> WHAT TO DO
Turn the material into a numbered list, starting with the line that contains "of the vertical" and stopping after the line that contains "[(260, 73)]". Include only those lines, and skip any blank ones.

===== INPUT FOR THIS TASK =====

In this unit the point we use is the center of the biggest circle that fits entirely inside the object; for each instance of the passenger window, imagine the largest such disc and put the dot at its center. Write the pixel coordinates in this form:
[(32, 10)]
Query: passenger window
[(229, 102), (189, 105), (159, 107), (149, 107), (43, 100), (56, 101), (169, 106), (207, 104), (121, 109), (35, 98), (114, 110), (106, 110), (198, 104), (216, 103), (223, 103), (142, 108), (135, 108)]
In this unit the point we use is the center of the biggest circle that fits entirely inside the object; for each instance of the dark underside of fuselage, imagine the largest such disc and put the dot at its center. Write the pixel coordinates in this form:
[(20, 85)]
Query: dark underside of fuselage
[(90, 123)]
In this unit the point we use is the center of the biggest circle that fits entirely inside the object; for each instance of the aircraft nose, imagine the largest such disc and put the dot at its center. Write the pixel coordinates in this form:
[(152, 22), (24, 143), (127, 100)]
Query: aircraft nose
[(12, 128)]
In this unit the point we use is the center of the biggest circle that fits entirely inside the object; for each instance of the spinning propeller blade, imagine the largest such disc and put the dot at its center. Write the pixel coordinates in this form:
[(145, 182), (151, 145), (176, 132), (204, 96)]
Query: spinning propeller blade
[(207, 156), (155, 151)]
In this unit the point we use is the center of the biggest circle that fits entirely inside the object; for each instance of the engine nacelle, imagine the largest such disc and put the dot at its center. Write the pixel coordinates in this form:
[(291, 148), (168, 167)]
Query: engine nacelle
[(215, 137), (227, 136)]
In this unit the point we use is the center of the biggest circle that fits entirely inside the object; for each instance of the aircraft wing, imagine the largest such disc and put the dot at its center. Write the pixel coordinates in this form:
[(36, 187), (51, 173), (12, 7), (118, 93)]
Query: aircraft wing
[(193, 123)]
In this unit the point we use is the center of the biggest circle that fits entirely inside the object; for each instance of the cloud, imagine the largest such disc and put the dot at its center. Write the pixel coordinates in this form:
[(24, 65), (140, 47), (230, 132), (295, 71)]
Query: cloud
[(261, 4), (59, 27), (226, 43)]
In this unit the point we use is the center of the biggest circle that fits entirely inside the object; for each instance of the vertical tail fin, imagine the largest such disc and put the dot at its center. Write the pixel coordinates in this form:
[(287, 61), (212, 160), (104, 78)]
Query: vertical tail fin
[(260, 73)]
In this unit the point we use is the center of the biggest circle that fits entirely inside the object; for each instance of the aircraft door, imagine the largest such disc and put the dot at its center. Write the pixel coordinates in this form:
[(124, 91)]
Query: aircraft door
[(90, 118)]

=====

> TASK RESPONSE
1. In this unit the point we use is the center of the biggest circle that fits entirely inside the object; for each instance of the vertical tail fin, imagine the largest such disc and put the dot at its center. Write the pixel coordinates in this form:
2. [(287, 61), (212, 160), (104, 78)]
3. Query: vertical tail fin
4. [(260, 73)]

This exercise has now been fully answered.